[[ Provided information open ]]
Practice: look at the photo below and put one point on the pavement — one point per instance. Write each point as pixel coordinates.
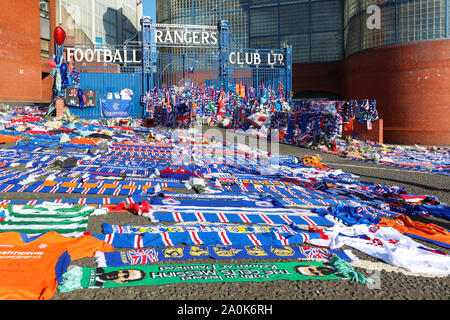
(392, 284)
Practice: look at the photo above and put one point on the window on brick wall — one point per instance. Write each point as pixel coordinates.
(45, 28)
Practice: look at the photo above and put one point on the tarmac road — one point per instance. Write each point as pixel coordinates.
(392, 285)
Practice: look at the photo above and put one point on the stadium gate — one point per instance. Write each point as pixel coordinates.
(170, 54)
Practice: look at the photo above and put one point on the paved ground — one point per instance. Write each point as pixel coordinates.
(392, 285)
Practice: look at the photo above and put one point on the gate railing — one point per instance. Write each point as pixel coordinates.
(147, 63)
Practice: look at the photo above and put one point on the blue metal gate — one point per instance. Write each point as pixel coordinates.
(158, 65)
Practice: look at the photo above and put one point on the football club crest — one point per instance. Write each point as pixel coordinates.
(224, 252)
(255, 251)
(283, 251)
(173, 253)
(199, 251)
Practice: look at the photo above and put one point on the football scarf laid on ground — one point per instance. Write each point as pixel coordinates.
(107, 277)
(168, 239)
(66, 219)
(153, 255)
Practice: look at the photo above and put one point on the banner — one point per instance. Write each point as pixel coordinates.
(111, 277)
(71, 98)
(153, 255)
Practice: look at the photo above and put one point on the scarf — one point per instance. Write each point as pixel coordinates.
(153, 255)
(170, 239)
(111, 277)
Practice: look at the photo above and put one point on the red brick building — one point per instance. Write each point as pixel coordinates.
(25, 50)
(411, 83)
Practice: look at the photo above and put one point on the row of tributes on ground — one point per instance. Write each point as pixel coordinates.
(249, 207)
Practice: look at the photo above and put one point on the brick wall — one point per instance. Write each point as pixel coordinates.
(411, 84)
(21, 65)
(316, 77)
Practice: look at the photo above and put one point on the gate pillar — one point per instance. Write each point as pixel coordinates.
(147, 65)
(288, 73)
(224, 49)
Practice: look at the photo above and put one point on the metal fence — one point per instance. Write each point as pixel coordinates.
(170, 65)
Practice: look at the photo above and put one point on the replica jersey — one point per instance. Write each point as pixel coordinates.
(389, 245)
(32, 267)
(419, 230)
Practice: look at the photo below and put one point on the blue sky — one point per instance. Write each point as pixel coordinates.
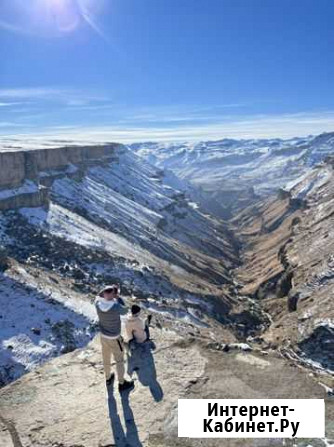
(134, 70)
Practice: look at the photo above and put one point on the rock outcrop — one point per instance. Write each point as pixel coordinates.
(65, 403)
(289, 265)
(24, 172)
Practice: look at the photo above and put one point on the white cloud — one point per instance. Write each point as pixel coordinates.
(260, 126)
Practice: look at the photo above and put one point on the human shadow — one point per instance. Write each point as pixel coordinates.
(129, 437)
(141, 361)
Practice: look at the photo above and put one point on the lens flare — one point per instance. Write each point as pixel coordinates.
(50, 18)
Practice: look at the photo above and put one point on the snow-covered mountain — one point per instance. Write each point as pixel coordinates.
(230, 173)
(100, 221)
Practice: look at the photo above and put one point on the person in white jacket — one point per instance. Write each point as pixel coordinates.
(136, 328)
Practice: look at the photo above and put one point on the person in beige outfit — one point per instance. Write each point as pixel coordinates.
(110, 307)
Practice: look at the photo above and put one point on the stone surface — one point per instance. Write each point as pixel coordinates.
(65, 403)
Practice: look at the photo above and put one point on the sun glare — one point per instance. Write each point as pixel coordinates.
(50, 17)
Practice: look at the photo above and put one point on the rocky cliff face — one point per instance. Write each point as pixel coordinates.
(24, 172)
(288, 266)
(230, 301)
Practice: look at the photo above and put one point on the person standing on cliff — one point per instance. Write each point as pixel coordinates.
(110, 307)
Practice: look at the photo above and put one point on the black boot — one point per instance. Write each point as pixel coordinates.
(126, 385)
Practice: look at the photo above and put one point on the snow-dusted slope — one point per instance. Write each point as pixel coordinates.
(231, 170)
(108, 221)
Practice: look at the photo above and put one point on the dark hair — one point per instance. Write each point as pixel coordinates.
(135, 309)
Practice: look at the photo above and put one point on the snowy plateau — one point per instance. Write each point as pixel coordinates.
(228, 244)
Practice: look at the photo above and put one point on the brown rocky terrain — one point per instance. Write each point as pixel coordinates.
(206, 304)
(288, 266)
(65, 403)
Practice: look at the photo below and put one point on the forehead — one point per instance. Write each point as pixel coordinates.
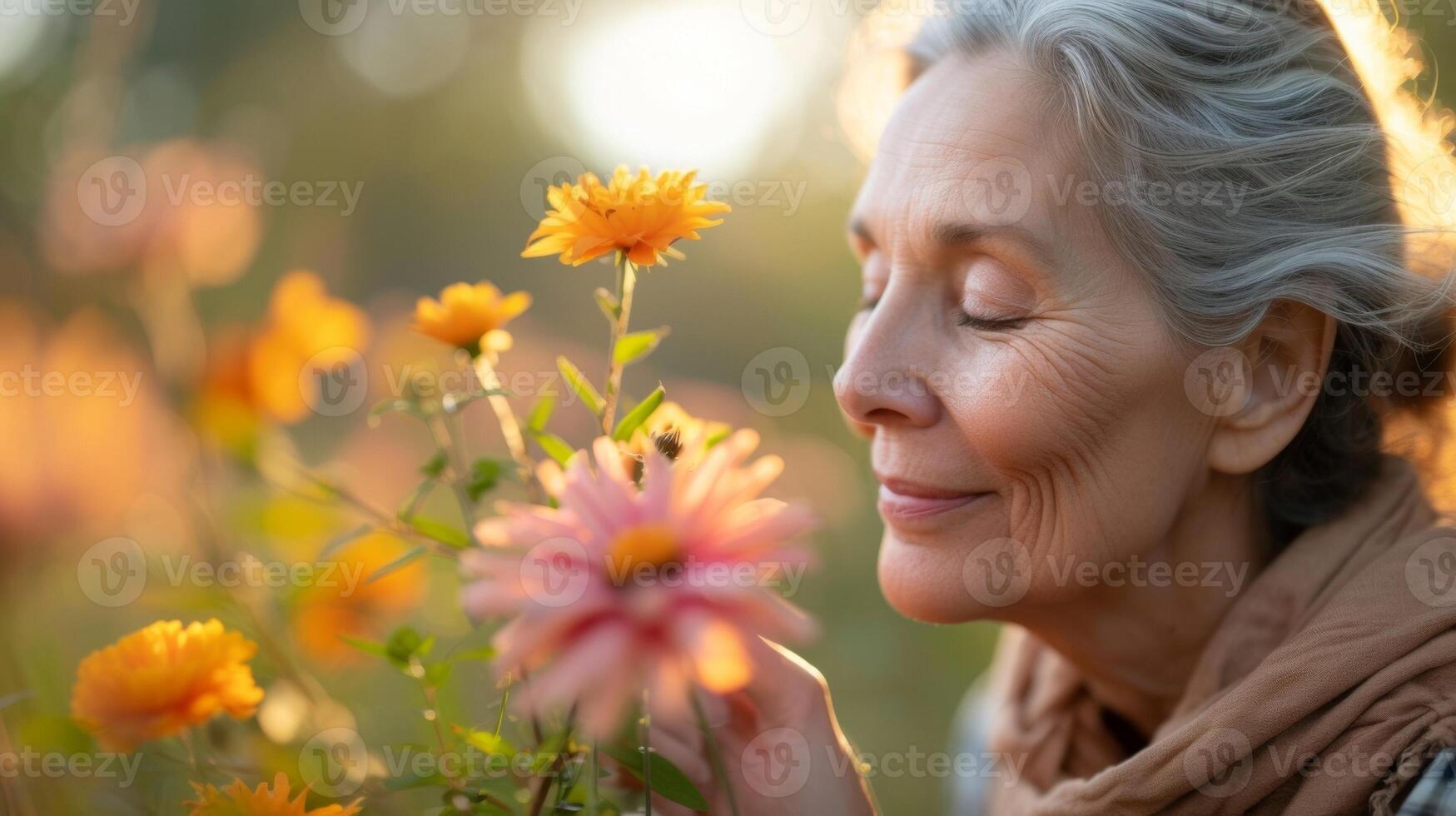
(971, 142)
[[ Provided information closed ]]
» **Task statement**:
The required output is the listing above reproduced exactly, pictures removed.

» **Result**:
Practice: look at the photo below and put one point on the pavement — one point per instance. Write each point as pixel coordinates.
(392, 284)
Practice: look at the photo above and put one point on the window on brick wall — one point per instance. Write each point as pixel coordinates.
(45, 28)
Practice: look at the photo above and put one point on the tarmac road — one point per instance. Write each point as pixel coordinates.
(392, 285)
Practice: look at the photo above and put one point on the stadium gate — one point per instance. Write each point as pixel coordinates.
(170, 54)
Practice: look at the photo above and put one point on the paved ground — one point per instance. Write each point as pixel coordinates.
(392, 285)
Practice: look at the photo above and put one point on the gate railing — one point per instance. Write each point as pixel coordinates.
(147, 63)
Practice: look at the photo above and put one point on the blue metal gate — one point per instance. Write each point as pixel coordinates.
(158, 65)
Practice: look at the photo above and put one point on the football club crest — one point per instance. Write each point as pixel coordinates.
(224, 252)
(255, 251)
(283, 251)
(173, 253)
(199, 251)
Practice: look at the photo above and put one point on the football scarf laid on ground — one point per instance. Write each point as pixel coordinates.
(107, 277)
(168, 239)
(66, 219)
(153, 255)
Practice: look at the photo above and put one point on the banner — one point per instance. Write each point as pixel coordinates.
(111, 277)
(71, 98)
(153, 255)
Practice: look at the photo above and put one point on the scarf — one point per instance. Write each point as pixel coordinates.
(153, 255)
(170, 239)
(111, 277)
Practice: look at the photo above and put one point on the red brick building — one point per instance. Write each point as pixel coordinates.
(25, 50)
(411, 83)
Practice: look at the photo above and put one point on the row of tributes on ground — one point per instance. Write each point as pixel coordinates.
(249, 207)
Practice: look at the photo above and put one point on the brick wall — one point per instance. Write each point as pixel coordinates.
(411, 84)
(21, 65)
(316, 77)
Practice: look at the photo above and put one point on the gate pillar — one point per instance. Write each point as pixel coordinates.
(147, 65)
(288, 73)
(224, 49)
Practice: look at the photo above and put one point on the metal fence — one point per instance. Write each point as pixel coordinates.
(170, 65)
Practice: look at the photo above and put one point on the replica jersey — one point per instance. Write each point as pixel coordinates.
(389, 245)
(32, 267)
(419, 230)
Practice: look at the photo below and put one point on the blue sky — one point per instance. Write each point as pixel coordinates.
(134, 70)
Practice: look at the photo above and put one point on the rock outcrop — one point per instance. Write each point as pixel coordinates.
(65, 403)
(289, 265)
(24, 172)
Practice: look at the photo above and put one point on the white cloud — one point per instance. Write each point as pixel coordinates.
(260, 126)
Practice: look at the photo above and put one point on the human shadow — one point per instance. Write each point as pixel coordinates.
(129, 437)
(141, 361)
Practice: look at the photo above and put one point on the lens flare — one point per instance. Write each point as pixel coordinates.
(50, 18)
Practice: look at the photo above and put one point on the snow-covered mountain — one point per instance. Write each point as pixel coordinates.
(230, 173)
(100, 221)
Practice: look at the photo above and put one point on the person in white jacket — one point per instance. Write each point as pixel coordinates.
(136, 328)
Practice: look at the photo above and put one point on the person in beige outfit — one point per instance. Write each point as pixel coordinates.
(110, 307)
Practice: look at the photo above and put one point on the stone surface — one point per instance. Write each point as pixel coordinates.
(65, 403)
Practice: look at the photo above and put one point on the sun glare — one point per instance. Write each point as pixel coordinates.
(50, 17)
Practice: look at the photo above and put one point on the rocky cliff face — one point per instance. Write each point as pixel coordinates.
(24, 172)
(288, 266)
(230, 301)
Practice: look at the photo above and put one point on the person standing on cliff — one point per instance. Write each point as pixel coordinates.
(110, 307)
Practice: look at the photo above and put one point on the black boot — one point per instance. Write each point as pixel coordinates.
(126, 385)
Practice: look at the photo above and put one point on the snow-dusted slope — one point per instance. Write each point as pixel coordinates.
(231, 170)
(108, 221)
Practice: look at the photo above and put one point on the dark hair — one point per instance. Write each point as pixel coordinates.
(135, 309)
Practice: look at the photo above and put one point on the snowy plateau — one point per instance. Write each point as pixel coordinates.
(228, 244)
Practice: look at the photo above and put one point on the brown rocky terrain — one point per instance. Write each point as pixel coordinates.
(206, 304)
(288, 266)
(65, 403)
Practice: look at the photo below and put one point on the forehead — one point per instance. Write each point as pixel coordinates.
(971, 142)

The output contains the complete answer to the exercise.